# Hey, folks!



## GainzGittr (Jun 22, 2017)

So, I'm just and old musclehed from back in the day (remember the old musclehedz cartoons?).  I recently started working out again after a 14 year hiatus.  I was 32, 245lbs. with 8% BF.  Anyway, work took me away from the gym...and I've been back at it for about 6 mos. now.  Muscle memory has kicked in, and I'm starting to knock on the door of where I used to be.  At 47 now, it might take a while.  I'm at 270 lbs. with about 24-25% BF now.  So a major recomp is in my future.  My biggest point of failure now is my diet.  It's just tough to prepare all the food these days.  Freezer is full of chicken breast, 90-10 ground beef, and fish...it's just getting everything out and thawed...then cooking it all up that's such a drag for me.


Anyway, just sayin' HI! to anyone that cares!  Take it easy, folks.


----------



## Arnold (Jun 22, 2017)

Welcome.


----------



## brazey (Jun 23, 2017)

Welcome....


----------



## Johnjohn1977 (Jun 24, 2017)

Welcome to the club

granabolic.is granabolic@gmail.com


----------



## Gena Marie (Jun 27, 2017)

Welcome to the board.  I wish you the best at meeting your goals.


----------



## jackyjaggs (Jun 27, 2017)

meal prep is  such a pain but very satisfying if you manage to do it and stick with it. 
welcome back! and good luck in the journey to meet the goals you want.


----------



## meanstreek (Jul 29, 2017)

... welcome


----------
┄┄┄┄┄┄
Instruction a
Could you set out the rows below as a numbered list, from the line with "Robotics grasp planner here. Where is the blue" up to and including the line with "top-left (0, 208), bottom-right (322, 293)", leaving out any blank lines?
┄┄┄┄┄┄
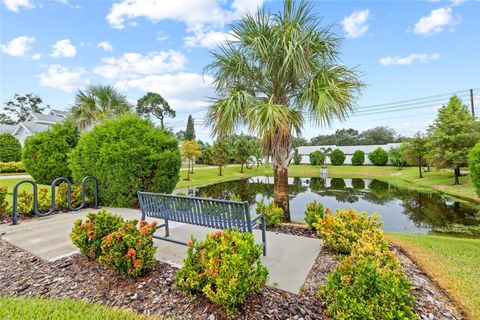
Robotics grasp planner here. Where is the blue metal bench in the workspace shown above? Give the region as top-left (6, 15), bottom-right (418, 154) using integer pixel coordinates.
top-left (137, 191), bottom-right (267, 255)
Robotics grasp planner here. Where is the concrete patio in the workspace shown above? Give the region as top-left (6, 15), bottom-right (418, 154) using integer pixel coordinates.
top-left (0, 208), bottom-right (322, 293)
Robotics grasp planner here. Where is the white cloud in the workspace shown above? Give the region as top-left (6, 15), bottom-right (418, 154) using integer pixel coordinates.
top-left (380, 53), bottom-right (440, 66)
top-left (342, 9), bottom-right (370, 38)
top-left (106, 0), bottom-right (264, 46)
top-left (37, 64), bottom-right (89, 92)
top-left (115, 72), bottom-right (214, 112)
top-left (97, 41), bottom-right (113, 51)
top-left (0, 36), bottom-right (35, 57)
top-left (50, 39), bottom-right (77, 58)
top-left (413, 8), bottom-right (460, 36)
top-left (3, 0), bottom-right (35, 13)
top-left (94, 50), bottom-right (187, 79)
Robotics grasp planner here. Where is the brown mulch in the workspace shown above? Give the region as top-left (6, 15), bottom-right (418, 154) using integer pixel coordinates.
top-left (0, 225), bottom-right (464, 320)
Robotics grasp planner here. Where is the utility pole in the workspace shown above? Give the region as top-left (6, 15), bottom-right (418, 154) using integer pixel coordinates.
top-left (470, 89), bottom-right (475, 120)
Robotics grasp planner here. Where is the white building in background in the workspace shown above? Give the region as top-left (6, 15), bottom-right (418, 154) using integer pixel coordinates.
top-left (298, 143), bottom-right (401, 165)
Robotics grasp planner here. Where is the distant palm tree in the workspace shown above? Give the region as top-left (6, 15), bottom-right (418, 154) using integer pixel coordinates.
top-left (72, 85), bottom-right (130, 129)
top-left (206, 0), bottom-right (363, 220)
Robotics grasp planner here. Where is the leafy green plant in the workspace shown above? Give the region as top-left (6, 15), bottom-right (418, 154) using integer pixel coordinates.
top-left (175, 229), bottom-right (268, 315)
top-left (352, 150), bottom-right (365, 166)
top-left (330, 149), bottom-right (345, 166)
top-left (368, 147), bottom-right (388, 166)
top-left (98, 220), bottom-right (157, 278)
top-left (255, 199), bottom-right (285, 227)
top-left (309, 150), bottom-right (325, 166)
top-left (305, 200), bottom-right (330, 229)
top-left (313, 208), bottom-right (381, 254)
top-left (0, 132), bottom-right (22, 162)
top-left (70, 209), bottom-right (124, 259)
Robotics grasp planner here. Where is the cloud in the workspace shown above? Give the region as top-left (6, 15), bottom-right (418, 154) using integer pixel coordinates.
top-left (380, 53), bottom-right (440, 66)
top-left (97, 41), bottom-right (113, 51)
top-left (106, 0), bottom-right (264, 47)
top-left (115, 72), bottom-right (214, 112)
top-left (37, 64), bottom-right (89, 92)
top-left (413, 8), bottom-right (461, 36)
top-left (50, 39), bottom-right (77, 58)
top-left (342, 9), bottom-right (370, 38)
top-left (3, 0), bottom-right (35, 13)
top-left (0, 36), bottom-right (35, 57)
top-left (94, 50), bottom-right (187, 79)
┄┄┄┄┄┄
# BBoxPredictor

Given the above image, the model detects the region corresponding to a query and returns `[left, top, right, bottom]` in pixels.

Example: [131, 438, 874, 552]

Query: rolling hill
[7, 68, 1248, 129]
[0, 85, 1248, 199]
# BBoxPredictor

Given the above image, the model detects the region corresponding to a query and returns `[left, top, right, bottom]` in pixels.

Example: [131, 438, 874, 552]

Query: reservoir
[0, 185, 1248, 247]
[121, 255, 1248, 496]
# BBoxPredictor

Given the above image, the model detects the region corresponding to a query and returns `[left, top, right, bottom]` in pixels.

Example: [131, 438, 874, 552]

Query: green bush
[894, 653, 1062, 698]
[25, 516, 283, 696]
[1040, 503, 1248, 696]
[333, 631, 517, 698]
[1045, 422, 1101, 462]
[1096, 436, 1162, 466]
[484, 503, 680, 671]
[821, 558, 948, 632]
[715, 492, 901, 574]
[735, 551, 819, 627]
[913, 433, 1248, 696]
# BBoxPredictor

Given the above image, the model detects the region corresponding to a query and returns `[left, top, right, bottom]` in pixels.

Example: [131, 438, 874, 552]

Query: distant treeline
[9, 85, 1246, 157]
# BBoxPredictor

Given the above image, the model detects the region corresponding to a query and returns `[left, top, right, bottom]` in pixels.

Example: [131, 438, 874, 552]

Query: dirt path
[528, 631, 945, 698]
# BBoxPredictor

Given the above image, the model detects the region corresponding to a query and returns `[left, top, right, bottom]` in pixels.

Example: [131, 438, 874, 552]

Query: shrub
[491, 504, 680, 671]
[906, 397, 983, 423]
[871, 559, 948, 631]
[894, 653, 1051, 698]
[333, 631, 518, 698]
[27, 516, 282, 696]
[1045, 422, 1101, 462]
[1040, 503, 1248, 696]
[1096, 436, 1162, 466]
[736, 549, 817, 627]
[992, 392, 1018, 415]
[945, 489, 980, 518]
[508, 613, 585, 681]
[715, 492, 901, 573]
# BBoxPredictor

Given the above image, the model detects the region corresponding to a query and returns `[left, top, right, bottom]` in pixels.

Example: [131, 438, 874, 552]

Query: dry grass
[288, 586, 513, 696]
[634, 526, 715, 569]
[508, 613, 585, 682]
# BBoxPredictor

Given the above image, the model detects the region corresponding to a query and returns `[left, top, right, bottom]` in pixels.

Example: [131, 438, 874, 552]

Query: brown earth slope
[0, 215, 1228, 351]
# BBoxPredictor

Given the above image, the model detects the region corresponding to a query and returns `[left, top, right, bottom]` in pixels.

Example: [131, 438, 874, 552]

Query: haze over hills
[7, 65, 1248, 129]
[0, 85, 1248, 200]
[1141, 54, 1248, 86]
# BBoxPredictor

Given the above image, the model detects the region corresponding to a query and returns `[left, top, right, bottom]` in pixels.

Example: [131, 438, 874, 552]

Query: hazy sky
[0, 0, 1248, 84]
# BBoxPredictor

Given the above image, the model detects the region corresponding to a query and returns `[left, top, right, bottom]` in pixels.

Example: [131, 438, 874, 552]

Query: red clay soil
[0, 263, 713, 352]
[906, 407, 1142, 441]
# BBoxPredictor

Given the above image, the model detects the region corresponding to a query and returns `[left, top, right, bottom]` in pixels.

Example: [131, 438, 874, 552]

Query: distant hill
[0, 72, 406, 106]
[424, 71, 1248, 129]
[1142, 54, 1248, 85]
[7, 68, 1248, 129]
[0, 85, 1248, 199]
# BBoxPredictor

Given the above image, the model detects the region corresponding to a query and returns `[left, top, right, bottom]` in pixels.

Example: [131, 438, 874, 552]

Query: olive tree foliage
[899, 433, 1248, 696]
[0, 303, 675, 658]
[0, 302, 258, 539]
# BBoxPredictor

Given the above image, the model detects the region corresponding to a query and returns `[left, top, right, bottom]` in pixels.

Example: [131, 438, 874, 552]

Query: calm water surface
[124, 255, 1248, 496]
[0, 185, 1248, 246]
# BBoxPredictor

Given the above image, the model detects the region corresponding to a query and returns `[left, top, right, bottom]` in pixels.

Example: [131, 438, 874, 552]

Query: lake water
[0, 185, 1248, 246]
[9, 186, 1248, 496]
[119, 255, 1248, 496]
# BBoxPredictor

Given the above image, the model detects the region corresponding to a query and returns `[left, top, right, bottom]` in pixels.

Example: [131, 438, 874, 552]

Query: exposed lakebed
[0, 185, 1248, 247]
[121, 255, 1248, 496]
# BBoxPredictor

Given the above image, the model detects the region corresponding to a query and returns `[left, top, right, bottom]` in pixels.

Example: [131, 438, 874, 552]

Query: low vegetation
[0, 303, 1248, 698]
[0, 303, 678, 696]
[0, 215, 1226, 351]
┄┄┄┄┄┄
Instruction b
Can you copy out the whole forum welcome thread word for word?

Task result a
1. Robotics grasp planner here. Where is the blue metal bench in the workspace shown above? Give the region as top-left (6, 15), bottom-right (418, 154) using integer pixel coordinates.
2. top-left (137, 191), bottom-right (267, 255)
3. Robotics grasp planner here. Where is the concrete patio in the workspace shown above? Give the region as top-left (6, 15), bottom-right (418, 154) using integer pixel coordinates.
4. top-left (0, 208), bottom-right (322, 293)

Task result b
# Hey, folks!



## GainzGittr (Jun 22, 2017)

So, I'm just and old musclehed from back in the day (remember the old musclehedz cartoons?).  I recently started working out again after a 14 year hiatus.  I was 32, 245lbs. with 8% BF.  Anyway, work took me away from the gym...and I've been back at it for about 6 mos. now.  Muscle memory has kicked in, and I'm starting to knock on the door of where I used to be.  At 47 now, it might take a while.  I'm at 270 lbs. with about 24-25% BF now.  So a major recomp is in my future.  My biggest point of failure now is my diet.  It's just tough to prepare all the food these days.  Freezer is full of chicken breast, 90-10 ground beef, and fish...it's just getting everything out and thawed...then cooking it all up that's such a drag for me.


Anyway, just sayin' HI! to anyone that cares!  Take it easy, folks.


----------



## Arnold (Jun 22, 2017)

Welcome.


----------



## brazey (Jun 23, 2017)

Welcome....


----------



## Johnjohn1977 (Jun 24, 2017)

Welcome to the club

granabolic.is granabolic@gmail.com


----------



## Gena Marie (Jun 27, 2017)

Welcome to the board.  I wish you the best at meeting your goals.


----------



## jackyjaggs (Jun 27, 2017)

meal prep is  such a pain but very satisfying if you manage to do it and stick with it. 
welcome back! and good luck in the journey to meet the goals you want.


----------



## meanstreek (Jul 29, 2017)

... welcome


----------